▶ [Activity] Reproduce exactly, and only, the lines below from the one containing "Where can you see the dock" through the one containing "Where can you see the grass".

▶ [Provided records]
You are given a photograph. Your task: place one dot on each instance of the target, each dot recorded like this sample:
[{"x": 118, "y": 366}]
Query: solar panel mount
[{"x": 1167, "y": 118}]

* * *

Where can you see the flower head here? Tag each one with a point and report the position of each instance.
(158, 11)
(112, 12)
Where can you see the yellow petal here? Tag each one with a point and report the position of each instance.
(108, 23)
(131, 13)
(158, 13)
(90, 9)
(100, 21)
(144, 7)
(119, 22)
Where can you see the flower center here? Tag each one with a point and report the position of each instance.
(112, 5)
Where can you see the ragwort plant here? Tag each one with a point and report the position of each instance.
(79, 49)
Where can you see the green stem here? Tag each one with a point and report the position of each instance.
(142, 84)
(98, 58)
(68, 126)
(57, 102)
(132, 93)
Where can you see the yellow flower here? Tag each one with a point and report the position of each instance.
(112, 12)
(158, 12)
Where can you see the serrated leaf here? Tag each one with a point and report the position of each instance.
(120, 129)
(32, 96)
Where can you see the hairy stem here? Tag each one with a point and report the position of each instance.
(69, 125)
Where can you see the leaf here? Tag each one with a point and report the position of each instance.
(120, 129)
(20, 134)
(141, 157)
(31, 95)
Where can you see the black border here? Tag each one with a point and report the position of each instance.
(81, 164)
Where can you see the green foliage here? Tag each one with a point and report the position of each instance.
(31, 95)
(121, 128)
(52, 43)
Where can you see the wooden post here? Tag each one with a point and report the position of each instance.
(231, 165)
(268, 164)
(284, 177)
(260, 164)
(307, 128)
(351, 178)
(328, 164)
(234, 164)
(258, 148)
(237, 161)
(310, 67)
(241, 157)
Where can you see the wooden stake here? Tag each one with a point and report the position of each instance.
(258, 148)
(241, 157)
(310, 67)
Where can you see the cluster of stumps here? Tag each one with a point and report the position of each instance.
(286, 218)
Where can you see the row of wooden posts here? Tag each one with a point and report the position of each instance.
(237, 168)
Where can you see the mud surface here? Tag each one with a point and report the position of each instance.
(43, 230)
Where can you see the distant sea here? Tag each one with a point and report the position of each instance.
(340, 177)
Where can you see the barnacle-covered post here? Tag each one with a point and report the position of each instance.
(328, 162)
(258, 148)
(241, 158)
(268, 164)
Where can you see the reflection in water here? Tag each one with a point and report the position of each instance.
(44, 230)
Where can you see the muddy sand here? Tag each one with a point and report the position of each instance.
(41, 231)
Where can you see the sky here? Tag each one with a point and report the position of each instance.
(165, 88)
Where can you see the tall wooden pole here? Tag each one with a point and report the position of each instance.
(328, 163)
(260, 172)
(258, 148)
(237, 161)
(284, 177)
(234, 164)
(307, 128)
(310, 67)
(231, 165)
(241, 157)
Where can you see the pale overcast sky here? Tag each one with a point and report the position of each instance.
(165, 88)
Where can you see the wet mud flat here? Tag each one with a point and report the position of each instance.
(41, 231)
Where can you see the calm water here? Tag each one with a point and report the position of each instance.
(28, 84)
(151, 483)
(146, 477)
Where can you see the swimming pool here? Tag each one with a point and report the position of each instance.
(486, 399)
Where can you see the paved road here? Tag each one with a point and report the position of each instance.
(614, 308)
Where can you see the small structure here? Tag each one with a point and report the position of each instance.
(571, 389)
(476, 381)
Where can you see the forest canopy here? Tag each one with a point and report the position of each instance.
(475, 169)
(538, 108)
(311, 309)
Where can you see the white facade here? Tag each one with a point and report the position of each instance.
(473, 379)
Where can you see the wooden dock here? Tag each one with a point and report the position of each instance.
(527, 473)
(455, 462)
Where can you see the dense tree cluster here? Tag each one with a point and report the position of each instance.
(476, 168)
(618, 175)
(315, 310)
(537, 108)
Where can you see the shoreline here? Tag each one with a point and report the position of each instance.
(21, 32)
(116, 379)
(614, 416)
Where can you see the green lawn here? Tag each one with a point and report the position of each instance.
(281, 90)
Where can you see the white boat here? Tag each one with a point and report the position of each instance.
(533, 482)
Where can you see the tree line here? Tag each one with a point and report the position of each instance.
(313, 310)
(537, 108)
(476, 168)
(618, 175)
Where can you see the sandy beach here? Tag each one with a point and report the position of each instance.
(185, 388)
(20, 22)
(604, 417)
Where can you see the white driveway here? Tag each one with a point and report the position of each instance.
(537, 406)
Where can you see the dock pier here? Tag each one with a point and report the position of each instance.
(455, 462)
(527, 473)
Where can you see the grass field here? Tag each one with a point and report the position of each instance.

▶ [Answer space]
Where can you see the dock pier here? Tag each one with a point and report the position of each instance.
(455, 462)
(527, 473)
Where can you see the grass field here? Tag each one with a point and report the position of each instance.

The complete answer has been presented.